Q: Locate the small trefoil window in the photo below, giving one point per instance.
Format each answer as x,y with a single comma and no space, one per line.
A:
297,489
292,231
☆ ☆ ☆ ☆ ☆ ☆ ☆
What you will do ▸
Give every line of these rows as a JSON list of strings, one string per line, leaving out blank lines.

Finished task ▸
[
  "Q: Locate the small trefoil window in the photo below, giving one point per instance.",
  "Format each answer as x,y with a single comma and no space, one per line.",
  "A:",
  "297,489",
  "292,231"
]